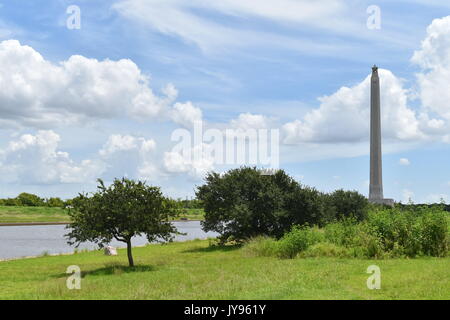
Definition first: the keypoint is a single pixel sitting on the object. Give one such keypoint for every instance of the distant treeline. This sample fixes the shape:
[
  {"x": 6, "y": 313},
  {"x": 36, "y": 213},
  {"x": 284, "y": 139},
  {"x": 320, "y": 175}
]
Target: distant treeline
[
  {"x": 31, "y": 200},
  {"x": 444, "y": 206}
]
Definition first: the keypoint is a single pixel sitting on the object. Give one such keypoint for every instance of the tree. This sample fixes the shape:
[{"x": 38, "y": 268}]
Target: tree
[
  {"x": 121, "y": 211},
  {"x": 243, "y": 203}
]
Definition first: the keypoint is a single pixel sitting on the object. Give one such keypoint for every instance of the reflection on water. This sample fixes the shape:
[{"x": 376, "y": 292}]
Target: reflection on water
[{"x": 16, "y": 242}]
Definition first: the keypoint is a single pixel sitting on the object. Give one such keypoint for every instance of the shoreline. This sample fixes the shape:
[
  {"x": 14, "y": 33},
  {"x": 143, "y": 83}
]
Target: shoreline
[
  {"x": 74, "y": 252},
  {"x": 25, "y": 224}
]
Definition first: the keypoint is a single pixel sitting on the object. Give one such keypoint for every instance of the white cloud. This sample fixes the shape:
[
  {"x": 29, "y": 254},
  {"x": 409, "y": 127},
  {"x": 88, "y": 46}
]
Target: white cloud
[
  {"x": 35, "y": 159},
  {"x": 434, "y": 59},
  {"x": 344, "y": 116},
  {"x": 437, "y": 198},
  {"x": 38, "y": 93},
  {"x": 186, "y": 114},
  {"x": 128, "y": 155},
  {"x": 195, "y": 166},
  {"x": 184, "y": 19},
  {"x": 250, "y": 121},
  {"x": 404, "y": 162},
  {"x": 407, "y": 195}
]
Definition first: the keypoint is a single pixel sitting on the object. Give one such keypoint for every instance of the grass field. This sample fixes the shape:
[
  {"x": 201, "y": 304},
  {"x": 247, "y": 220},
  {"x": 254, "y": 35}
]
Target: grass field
[
  {"x": 193, "y": 270},
  {"x": 47, "y": 214}
]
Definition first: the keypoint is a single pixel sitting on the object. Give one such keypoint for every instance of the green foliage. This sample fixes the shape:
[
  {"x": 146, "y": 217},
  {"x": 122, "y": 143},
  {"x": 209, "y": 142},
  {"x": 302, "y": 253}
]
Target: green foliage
[
  {"x": 121, "y": 211},
  {"x": 242, "y": 204},
  {"x": 298, "y": 240},
  {"x": 325, "y": 249},
  {"x": 390, "y": 232},
  {"x": 345, "y": 204},
  {"x": 411, "y": 231},
  {"x": 261, "y": 247}
]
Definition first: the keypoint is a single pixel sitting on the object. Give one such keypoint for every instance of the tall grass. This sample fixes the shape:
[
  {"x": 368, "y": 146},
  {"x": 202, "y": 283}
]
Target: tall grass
[{"x": 391, "y": 232}]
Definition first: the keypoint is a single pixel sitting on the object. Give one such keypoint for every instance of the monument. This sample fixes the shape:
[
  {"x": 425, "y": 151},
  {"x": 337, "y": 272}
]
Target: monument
[{"x": 376, "y": 173}]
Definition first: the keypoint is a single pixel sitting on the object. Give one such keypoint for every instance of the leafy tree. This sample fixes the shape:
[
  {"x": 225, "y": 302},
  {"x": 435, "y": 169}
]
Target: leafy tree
[
  {"x": 121, "y": 211},
  {"x": 243, "y": 203}
]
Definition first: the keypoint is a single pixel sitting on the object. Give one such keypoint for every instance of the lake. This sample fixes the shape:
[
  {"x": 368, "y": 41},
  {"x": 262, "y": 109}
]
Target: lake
[{"x": 24, "y": 241}]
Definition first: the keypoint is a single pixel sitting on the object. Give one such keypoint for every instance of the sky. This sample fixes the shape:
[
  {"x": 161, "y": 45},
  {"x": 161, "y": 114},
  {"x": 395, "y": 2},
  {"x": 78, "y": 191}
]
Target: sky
[{"x": 103, "y": 89}]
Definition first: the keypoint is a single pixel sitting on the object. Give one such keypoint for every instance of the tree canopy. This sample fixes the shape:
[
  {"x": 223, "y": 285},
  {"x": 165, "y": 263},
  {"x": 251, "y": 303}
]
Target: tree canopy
[{"x": 125, "y": 209}]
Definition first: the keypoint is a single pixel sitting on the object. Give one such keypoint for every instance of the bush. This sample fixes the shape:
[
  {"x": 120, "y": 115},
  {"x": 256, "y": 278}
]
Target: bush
[
  {"x": 325, "y": 249},
  {"x": 298, "y": 240},
  {"x": 390, "y": 232},
  {"x": 347, "y": 204},
  {"x": 411, "y": 232},
  {"x": 261, "y": 247}
]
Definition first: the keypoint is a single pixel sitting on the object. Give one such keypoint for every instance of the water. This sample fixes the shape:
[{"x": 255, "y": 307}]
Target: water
[{"x": 24, "y": 241}]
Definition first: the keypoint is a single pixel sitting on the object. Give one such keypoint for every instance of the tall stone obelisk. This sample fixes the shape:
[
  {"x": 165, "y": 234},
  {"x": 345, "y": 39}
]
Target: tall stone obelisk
[{"x": 376, "y": 175}]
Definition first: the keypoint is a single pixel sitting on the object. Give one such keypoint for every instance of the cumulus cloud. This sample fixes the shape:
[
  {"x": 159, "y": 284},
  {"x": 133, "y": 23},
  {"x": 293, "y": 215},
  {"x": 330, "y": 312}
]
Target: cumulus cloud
[
  {"x": 404, "y": 162},
  {"x": 36, "y": 159},
  {"x": 434, "y": 59},
  {"x": 344, "y": 115},
  {"x": 183, "y": 19},
  {"x": 186, "y": 114},
  {"x": 250, "y": 121},
  {"x": 128, "y": 155},
  {"x": 195, "y": 161},
  {"x": 38, "y": 93}
]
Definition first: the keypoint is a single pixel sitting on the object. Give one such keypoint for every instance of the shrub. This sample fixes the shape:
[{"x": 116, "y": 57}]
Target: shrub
[
  {"x": 346, "y": 204},
  {"x": 298, "y": 240},
  {"x": 325, "y": 249},
  {"x": 242, "y": 204},
  {"x": 411, "y": 232},
  {"x": 261, "y": 247},
  {"x": 30, "y": 200}
]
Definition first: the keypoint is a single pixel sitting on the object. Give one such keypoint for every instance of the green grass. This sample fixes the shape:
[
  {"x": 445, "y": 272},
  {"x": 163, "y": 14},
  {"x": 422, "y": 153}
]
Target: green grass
[
  {"x": 15, "y": 214},
  {"x": 192, "y": 270}
]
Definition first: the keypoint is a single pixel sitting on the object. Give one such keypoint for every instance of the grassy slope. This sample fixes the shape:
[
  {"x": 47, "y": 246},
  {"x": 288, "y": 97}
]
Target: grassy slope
[
  {"x": 193, "y": 271},
  {"x": 46, "y": 214}
]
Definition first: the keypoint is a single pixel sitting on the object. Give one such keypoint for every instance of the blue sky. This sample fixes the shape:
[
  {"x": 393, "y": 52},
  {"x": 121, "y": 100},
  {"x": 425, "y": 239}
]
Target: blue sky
[{"x": 104, "y": 100}]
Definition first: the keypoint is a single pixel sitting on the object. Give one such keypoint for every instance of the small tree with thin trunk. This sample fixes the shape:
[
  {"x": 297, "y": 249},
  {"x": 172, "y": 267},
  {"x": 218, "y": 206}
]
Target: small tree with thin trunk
[{"x": 121, "y": 211}]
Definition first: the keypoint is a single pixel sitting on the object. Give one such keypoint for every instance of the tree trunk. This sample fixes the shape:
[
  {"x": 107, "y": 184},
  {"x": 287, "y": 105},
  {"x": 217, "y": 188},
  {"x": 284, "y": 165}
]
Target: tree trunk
[{"x": 130, "y": 254}]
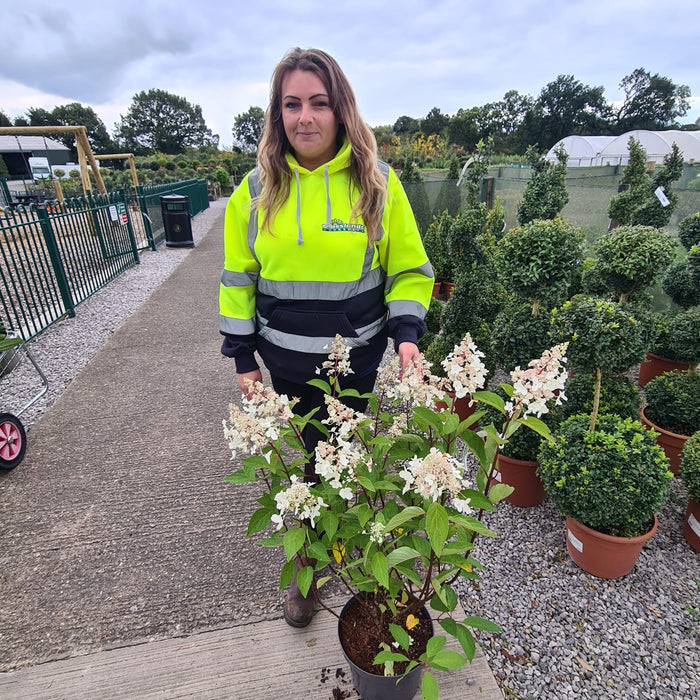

☆ ☆ ☆

● **Written exercise**: Copy the data above line for line with no changes, leaving the pictures out.

● **Solution below**:
Definition first: the keypoint is a single pixel sitting on the object. Give one such keypoint for every instance of the distant treeline. This sample fixes the shape:
[
  {"x": 6, "y": 313},
  {"x": 36, "y": 213},
  {"x": 284, "y": 139},
  {"x": 320, "y": 175}
]
Target: distant treeline
[
  {"x": 31, "y": 200},
  {"x": 444, "y": 206}
]
Definition first: the keypoint is a single pixel sitting on the object. Give one such keypoint for every instance of the tree. This sample fixes the shape:
[{"x": 38, "y": 268}]
Target: tree
[
  {"x": 121, "y": 211},
  {"x": 243, "y": 203}
]
Definition first: the keypoint is a single pixel sitting on the object. Give one such keypoint for every instance of the reflection on water. This sample fixes the shape:
[{"x": 376, "y": 292}]
Target: reflection on water
[{"x": 16, "y": 242}]
Definition first: the keypoint is a single pixel sitting on the object. Give one such keypoint for every instance of the shoreline. This sample fixes the shape:
[
  {"x": 14, "y": 33},
  {"x": 143, "y": 83}
]
Target: shoreline
[
  {"x": 74, "y": 252},
  {"x": 25, "y": 224}
]
Definition first: the keypoint is a single pixel sitting on the object. Give one such keypoint for every instance of the white cloud. This sample fixes the shape:
[
  {"x": 29, "y": 254},
  {"x": 409, "y": 127},
  {"x": 88, "y": 46}
]
Target: white cloud
[
  {"x": 35, "y": 159},
  {"x": 434, "y": 59},
  {"x": 344, "y": 116},
  {"x": 437, "y": 198},
  {"x": 38, "y": 93},
  {"x": 186, "y": 114},
  {"x": 128, "y": 155},
  {"x": 195, "y": 166},
  {"x": 184, "y": 19},
  {"x": 250, "y": 121},
  {"x": 404, "y": 162},
  {"x": 407, "y": 195}
]
Definition first: the keypoint is a single pixel sitting on the object. Give one such keypoint for every instance of the grass field. This sample fixes the shape:
[
  {"x": 201, "y": 304},
  {"x": 247, "y": 220},
  {"x": 254, "y": 35}
]
Target: grass field
[
  {"x": 193, "y": 270},
  {"x": 47, "y": 214}
]
Definition first: the keypoint is a single pixel sitting on the object. Give one such keypoint for every instance of the green foliage. This sample fixes the shape:
[
  {"x": 146, "y": 217},
  {"x": 122, "y": 143},
  {"x": 209, "y": 142},
  {"x": 302, "y": 253}
]
Target: green foliage
[
  {"x": 121, "y": 211},
  {"x": 242, "y": 204},
  {"x": 298, "y": 240},
  {"x": 325, "y": 249},
  {"x": 390, "y": 232},
  {"x": 345, "y": 204},
  {"x": 411, "y": 231},
  {"x": 261, "y": 247}
]
Definition first: the keypoint is a single pixel sitting on the object. Give one such keypoint for every instance of the tall grass. This sample fixes the shape:
[
  {"x": 368, "y": 146},
  {"x": 202, "y": 283}
]
Target: tall grass
[{"x": 391, "y": 232}]
Definition first: the keypoint is a single pixel sitting on the object. Give one such keypoint for every instance of the monument. This sample fixes the shape:
[
  {"x": 425, "y": 151},
  {"x": 337, "y": 272}
]
Target: monument
[{"x": 376, "y": 173}]
Definition first: the keypoint is a single pixel sitting on the object. Give one such keypoint for every instance of the leafy tree. This sample fixes the shape:
[
  {"x": 225, "y": 302},
  {"x": 435, "y": 169}
]
Target: leafy tree
[
  {"x": 121, "y": 211},
  {"x": 243, "y": 203}
]
Definition first: the keypoint is a single pixel sitting on the object. Give one such keypoint for every instance of the lake. This sample fixes the shape:
[
  {"x": 368, "y": 41},
  {"x": 262, "y": 109}
]
Target: lake
[{"x": 24, "y": 241}]
Definition first: the keypoint is a single pixel sitting on the object. Give one such keypoint for every instance of the sky. This sample fixes the shape:
[
  {"x": 161, "y": 45},
  {"x": 161, "y": 114},
  {"x": 395, "y": 2},
  {"x": 78, "y": 191}
]
Target: sky
[{"x": 103, "y": 89}]
Definition first: the keypoint is a single pixel sitting on the object. Give one such keypoint for every instance of the tree canopy. This sample fixes the shape:
[
  {"x": 223, "y": 285},
  {"x": 165, "y": 263},
  {"x": 251, "y": 303}
]
Target: tree canopy
[{"x": 125, "y": 209}]
Definition first: the keypoint is a single pixel sitting on the object. Give one such keypoint for every instance of the bush. This sample fixes the shape:
[
  {"x": 120, "y": 115},
  {"x": 256, "y": 278}
]
Target: bush
[
  {"x": 325, "y": 249},
  {"x": 298, "y": 240},
  {"x": 390, "y": 232},
  {"x": 347, "y": 204},
  {"x": 411, "y": 232},
  {"x": 261, "y": 247}
]
Definition first: the keypoint is a single pixel sitting on the object. Give one such keypoint for every instance of the water. This sample fixes the shape:
[{"x": 255, "y": 307}]
Target: water
[{"x": 24, "y": 241}]
Definition first: the keypoint is a single pixel sitting on the object. Give one such keypoint for every instance of the tall stone obelisk. This sample fixes the shape:
[
  {"x": 165, "y": 234},
  {"x": 345, "y": 39}
]
Target: tall stone obelisk
[{"x": 376, "y": 175}]
Definition first: the keypoint is a single pixel sitting on the object. Give one such keypoint for every instance of the cumulus cloud. This sample fixes the shape:
[
  {"x": 159, "y": 284},
  {"x": 133, "y": 23},
  {"x": 293, "y": 215},
  {"x": 330, "y": 312}
]
Target: cumulus cloud
[
  {"x": 404, "y": 162},
  {"x": 36, "y": 159},
  {"x": 434, "y": 59},
  {"x": 344, "y": 115},
  {"x": 183, "y": 19},
  {"x": 186, "y": 114},
  {"x": 250, "y": 121},
  {"x": 128, "y": 155},
  {"x": 195, "y": 161},
  {"x": 38, "y": 93}
]
Definition first: the keypoint is a single pixel sitting on the object. Give one such keypoint for every instance of the shrub. This sample fixes the shape:
[{"x": 116, "y": 57}]
Target: shrub
[
  {"x": 346, "y": 204},
  {"x": 298, "y": 240},
  {"x": 325, "y": 249},
  {"x": 242, "y": 204},
  {"x": 411, "y": 232},
  {"x": 261, "y": 247},
  {"x": 30, "y": 200}
]
Definition first: the keypoint is a single pixel sitting on the object. Give one such keypoint for every instance of the green grass. This sample fixes the shape:
[
  {"x": 445, "y": 272},
  {"x": 163, "y": 14},
  {"x": 422, "y": 153}
]
Target: green grass
[
  {"x": 15, "y": 214},
  {"x": 192, "y": 270}
]
Definition first: the keypoint is a single pixel sitting on the object. Give one such keypoint for every instance of the grassy slope. This sample fixes the shape:
[
  {"x": 47, "y": 246},
  {"x": 288, "y": 97}
]
Target: grassy slope
[
  {"x": 193, "y": 271},
  {"x": 46, "y": 214}
]
Definition first: the keypoint is a single pixel sitting on the object. Give one such keypoint for every instance of the blue sky. This sample fixes the shape:
[
  {"x": 393, "y": 52},
  {"x": 121, "y": 100},
  {"x": 425, "y": 239}
]
Target: blue sky
[{"x": 104, "y": 100}]
Definition first: the keypoint is a single pixel sitting on the object. Give one such keypoint for every instance of the small tree with thin trunk. This sample fixes the shape:
[
  {"x": 297, "y": 249},
  {"x": 172, "y": 267},
  {"x": 218, "y": 206}
]
Target: small tree with thin trunk
[{"x": 121, "y": 211}]
Definition first: the keypoint is a single pixel sitting on the object. Give one such keypoint for every instance of the tree trunk. This sample fixes the shape:
[
  {"x": 107, "y": 184},
  {"x": 287, "y": 105},
  {"x": 217, "y": 188},
  {"x": 284, "y": 165}
]
Target: tree trunk
[{"x": 130, "y": 254}]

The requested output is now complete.